---------- Material provided
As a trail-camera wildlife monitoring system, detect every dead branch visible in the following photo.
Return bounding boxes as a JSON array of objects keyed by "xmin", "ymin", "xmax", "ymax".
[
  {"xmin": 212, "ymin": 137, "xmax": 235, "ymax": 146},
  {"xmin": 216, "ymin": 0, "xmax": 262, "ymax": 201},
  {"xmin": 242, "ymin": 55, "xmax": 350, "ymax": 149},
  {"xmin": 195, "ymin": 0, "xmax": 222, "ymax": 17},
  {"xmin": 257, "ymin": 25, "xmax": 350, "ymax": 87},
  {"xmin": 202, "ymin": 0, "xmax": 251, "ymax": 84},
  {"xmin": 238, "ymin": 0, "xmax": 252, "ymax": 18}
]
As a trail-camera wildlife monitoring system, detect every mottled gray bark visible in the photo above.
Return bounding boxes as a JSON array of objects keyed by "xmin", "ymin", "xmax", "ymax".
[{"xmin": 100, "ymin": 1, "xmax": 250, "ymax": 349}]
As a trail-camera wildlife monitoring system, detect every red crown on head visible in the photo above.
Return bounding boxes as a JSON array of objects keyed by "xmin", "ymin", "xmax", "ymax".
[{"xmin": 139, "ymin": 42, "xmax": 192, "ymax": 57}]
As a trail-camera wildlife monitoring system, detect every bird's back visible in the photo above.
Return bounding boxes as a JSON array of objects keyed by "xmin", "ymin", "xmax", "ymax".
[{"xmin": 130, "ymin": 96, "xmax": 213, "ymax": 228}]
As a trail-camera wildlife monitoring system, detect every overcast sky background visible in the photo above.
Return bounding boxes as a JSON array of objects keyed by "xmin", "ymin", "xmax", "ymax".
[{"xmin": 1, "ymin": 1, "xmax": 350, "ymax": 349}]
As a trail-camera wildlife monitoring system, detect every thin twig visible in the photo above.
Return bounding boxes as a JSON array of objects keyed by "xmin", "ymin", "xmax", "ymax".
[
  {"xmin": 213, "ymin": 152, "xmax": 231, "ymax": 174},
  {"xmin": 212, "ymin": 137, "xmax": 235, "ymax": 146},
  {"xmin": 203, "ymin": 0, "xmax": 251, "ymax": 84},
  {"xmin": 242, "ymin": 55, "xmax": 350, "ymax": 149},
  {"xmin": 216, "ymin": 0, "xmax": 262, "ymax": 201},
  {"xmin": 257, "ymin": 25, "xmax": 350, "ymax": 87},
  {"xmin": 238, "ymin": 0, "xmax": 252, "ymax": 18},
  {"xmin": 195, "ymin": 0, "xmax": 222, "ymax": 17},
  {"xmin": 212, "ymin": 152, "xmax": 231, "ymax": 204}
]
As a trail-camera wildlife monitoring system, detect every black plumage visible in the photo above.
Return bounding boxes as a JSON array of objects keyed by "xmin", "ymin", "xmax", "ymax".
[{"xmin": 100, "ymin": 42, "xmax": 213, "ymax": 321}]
--------------------
---------- Material provided
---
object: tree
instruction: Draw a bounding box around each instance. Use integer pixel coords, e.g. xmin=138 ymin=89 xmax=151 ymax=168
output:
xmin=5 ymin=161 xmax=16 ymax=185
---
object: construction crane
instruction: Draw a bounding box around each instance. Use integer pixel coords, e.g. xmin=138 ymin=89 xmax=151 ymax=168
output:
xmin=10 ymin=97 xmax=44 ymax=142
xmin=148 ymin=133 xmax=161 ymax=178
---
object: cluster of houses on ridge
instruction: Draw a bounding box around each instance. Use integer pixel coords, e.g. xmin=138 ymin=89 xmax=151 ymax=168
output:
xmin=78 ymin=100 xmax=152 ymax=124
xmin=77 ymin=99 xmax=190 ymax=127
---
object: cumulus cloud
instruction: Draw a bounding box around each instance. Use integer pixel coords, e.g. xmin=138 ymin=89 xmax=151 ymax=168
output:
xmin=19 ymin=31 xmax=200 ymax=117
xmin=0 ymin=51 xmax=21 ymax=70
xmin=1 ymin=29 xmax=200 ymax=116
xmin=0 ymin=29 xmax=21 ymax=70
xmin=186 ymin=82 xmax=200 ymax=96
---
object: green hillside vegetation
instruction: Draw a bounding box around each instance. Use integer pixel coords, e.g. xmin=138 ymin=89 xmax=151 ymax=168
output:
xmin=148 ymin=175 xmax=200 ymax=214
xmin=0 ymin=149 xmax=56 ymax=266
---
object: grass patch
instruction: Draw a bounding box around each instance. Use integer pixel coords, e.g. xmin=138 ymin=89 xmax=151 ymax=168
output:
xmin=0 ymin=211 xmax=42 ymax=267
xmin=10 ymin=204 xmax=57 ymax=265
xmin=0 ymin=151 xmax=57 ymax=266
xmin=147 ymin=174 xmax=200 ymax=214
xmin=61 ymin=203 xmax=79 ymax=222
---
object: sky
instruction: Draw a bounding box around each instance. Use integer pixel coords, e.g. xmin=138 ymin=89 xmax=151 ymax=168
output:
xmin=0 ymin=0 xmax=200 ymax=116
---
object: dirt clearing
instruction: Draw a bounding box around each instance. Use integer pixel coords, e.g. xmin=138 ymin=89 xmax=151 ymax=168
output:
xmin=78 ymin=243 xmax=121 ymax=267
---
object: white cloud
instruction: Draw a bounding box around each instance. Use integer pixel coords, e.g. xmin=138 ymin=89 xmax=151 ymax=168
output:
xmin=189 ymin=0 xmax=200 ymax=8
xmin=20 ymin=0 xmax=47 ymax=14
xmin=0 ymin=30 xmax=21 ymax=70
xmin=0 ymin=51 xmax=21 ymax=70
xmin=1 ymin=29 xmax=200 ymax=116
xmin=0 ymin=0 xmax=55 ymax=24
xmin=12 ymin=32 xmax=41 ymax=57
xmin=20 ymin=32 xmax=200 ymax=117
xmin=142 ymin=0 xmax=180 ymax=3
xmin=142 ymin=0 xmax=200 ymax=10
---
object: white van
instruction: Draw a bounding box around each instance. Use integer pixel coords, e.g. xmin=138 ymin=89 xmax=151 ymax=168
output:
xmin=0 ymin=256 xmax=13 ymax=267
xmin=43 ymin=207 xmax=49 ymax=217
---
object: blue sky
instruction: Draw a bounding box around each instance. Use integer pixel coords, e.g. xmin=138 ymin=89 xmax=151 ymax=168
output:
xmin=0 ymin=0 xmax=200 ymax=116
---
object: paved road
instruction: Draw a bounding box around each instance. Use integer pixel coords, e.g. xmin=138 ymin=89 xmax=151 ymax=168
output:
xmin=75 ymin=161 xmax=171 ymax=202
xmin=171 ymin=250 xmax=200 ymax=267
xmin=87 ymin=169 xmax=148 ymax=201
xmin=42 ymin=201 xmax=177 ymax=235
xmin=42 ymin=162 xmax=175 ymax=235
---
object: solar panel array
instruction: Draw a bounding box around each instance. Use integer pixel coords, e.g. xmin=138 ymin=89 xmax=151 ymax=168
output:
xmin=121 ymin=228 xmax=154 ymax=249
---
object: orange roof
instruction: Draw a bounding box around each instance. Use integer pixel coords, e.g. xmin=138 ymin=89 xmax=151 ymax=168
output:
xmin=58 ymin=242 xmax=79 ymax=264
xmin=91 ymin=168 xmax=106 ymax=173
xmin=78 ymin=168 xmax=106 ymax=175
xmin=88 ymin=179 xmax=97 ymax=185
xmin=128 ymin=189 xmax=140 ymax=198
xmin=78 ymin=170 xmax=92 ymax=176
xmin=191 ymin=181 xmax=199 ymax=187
--------------------
---------- Material provided
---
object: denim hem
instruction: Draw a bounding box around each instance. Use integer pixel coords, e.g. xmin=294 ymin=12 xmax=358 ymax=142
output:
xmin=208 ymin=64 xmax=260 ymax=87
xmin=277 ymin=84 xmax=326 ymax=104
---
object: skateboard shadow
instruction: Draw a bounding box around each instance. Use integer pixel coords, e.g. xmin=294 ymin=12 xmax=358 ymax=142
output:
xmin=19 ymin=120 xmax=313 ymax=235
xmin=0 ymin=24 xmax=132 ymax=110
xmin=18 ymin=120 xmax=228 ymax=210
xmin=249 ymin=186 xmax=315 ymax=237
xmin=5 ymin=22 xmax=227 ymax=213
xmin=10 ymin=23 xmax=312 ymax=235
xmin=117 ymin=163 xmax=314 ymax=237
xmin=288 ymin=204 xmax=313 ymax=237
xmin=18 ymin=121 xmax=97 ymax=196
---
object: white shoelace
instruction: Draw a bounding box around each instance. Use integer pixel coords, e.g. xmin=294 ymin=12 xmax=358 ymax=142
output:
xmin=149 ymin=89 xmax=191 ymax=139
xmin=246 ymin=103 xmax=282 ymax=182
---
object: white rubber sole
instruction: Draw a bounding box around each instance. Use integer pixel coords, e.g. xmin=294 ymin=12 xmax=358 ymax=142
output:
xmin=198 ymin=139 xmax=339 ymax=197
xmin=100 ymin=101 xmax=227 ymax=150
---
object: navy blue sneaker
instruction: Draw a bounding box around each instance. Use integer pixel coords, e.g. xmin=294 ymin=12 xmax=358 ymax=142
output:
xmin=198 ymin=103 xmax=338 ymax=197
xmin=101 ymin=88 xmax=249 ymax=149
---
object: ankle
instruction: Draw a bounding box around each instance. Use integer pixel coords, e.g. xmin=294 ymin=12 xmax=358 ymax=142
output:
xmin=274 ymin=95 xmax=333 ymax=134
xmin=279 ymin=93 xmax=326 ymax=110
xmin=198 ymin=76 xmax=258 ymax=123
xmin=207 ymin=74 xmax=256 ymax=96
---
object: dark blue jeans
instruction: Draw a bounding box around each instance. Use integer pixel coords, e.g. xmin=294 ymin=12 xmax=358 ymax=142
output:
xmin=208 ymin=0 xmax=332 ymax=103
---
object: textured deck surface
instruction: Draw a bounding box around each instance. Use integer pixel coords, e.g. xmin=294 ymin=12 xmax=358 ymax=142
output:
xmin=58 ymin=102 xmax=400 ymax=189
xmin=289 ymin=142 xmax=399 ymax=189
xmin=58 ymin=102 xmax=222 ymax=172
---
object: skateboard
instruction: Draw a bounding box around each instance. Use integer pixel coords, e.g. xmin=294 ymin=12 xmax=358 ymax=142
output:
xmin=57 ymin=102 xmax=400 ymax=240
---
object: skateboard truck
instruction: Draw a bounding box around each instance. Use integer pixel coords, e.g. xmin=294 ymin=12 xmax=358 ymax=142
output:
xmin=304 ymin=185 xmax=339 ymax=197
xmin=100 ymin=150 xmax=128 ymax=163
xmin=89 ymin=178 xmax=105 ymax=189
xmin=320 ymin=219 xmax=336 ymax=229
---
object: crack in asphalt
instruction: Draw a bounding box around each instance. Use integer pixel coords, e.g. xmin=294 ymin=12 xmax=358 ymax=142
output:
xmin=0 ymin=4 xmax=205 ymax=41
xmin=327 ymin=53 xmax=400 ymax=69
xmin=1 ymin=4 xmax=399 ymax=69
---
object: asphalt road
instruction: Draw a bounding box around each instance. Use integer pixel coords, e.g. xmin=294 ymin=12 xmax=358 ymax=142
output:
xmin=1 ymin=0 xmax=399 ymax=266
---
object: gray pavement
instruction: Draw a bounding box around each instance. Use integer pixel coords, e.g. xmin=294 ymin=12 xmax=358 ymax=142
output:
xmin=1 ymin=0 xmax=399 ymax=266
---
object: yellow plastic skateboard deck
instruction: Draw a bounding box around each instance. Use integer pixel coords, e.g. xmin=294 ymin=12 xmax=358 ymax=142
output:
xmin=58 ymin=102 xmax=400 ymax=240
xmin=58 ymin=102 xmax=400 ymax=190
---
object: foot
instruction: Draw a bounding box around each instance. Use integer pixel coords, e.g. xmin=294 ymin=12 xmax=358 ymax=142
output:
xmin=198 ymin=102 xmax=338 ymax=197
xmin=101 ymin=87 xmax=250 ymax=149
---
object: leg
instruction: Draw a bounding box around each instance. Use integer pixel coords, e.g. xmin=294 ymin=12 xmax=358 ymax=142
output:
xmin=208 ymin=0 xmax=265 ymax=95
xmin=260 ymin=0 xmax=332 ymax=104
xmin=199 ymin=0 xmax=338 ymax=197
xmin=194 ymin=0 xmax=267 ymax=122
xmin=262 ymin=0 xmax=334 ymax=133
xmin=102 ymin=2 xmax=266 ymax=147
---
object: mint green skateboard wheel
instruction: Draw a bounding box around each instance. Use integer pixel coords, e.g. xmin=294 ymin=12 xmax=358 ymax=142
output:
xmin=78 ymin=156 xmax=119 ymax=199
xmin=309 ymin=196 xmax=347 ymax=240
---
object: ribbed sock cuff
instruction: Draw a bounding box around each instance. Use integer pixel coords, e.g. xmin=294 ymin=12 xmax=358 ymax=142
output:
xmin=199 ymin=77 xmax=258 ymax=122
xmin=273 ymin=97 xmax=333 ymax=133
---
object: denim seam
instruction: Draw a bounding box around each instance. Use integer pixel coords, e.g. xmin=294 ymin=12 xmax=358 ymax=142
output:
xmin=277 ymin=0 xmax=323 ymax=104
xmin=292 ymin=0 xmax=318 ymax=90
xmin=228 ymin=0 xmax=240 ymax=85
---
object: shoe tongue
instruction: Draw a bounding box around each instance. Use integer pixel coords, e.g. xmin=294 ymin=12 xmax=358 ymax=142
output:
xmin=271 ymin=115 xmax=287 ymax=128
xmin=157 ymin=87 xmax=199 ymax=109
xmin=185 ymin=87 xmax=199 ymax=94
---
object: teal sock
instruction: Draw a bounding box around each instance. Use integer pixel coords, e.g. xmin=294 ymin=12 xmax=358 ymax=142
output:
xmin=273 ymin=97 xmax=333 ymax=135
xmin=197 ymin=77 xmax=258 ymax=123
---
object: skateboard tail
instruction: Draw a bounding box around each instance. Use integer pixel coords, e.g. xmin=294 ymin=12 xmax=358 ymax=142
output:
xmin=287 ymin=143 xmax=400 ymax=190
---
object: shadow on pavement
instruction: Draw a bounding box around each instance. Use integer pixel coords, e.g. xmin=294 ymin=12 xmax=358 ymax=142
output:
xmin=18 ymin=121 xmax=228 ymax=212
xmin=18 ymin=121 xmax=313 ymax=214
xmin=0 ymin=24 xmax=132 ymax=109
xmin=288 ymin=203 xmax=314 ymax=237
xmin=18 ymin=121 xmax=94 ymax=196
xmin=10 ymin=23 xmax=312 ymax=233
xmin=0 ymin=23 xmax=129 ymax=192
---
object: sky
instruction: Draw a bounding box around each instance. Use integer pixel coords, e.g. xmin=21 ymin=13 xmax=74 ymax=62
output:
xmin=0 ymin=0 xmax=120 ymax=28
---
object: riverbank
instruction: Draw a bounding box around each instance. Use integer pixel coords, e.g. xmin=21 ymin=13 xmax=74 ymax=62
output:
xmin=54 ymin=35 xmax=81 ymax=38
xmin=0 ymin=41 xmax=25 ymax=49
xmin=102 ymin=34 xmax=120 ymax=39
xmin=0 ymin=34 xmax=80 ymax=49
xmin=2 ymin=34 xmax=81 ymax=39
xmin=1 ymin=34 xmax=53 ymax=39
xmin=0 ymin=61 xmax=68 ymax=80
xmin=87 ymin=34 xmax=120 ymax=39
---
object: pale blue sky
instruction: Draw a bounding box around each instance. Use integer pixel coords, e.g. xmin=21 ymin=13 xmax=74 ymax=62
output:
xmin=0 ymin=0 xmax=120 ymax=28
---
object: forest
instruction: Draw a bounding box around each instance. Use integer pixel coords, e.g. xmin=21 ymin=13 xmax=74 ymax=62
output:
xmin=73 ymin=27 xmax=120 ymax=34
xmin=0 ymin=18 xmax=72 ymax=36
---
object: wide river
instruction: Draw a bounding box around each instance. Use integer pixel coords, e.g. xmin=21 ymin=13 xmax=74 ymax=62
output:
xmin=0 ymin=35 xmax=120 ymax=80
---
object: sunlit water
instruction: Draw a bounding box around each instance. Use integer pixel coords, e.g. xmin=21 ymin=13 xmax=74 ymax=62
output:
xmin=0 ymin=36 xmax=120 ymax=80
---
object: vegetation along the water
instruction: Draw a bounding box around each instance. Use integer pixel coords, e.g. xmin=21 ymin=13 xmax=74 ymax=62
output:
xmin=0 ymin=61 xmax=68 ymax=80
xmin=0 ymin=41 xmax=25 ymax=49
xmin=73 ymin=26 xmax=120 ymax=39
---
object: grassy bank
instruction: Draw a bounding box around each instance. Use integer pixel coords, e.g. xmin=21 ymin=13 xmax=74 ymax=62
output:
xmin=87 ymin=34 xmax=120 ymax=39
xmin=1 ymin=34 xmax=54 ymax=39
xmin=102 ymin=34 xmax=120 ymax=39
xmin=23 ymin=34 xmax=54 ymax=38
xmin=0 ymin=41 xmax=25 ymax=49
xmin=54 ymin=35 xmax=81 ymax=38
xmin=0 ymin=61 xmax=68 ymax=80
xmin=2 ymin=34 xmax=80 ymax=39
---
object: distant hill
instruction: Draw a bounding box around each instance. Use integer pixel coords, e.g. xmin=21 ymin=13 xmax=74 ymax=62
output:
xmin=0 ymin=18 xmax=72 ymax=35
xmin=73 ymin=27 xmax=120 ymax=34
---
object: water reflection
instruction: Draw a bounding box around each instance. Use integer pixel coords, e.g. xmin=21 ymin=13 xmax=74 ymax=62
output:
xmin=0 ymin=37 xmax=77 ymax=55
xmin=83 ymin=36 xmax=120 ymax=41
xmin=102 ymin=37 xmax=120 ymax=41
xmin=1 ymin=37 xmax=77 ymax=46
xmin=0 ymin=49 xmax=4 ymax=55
--------------------
- **What you are asked to do**
Write out every line in the data that holds the string "camera".

- **Solution to this problem**
As a trail-camera wildlife monitoring system, detect every dead branch visible in the following photo.
As a trail-camera wildlife monitoring system, detect every mottled gray bark visible in the photo above.
As a trail-camera wildlife monitoring system, detect every red crown on head visible in the photo above.
As a trail-camera wildlife monitoring system, detect every bird's back visible in the photo above.
As a trail-camera wildlife monitoring system, detect every overcast sky background visible in the photo above.
As a trail-camera wildlife monitoring system, detect every thin twig visible in the photo above.
As a trail-camera wildlife monitoring system, detect every black plumage visible in the photo above.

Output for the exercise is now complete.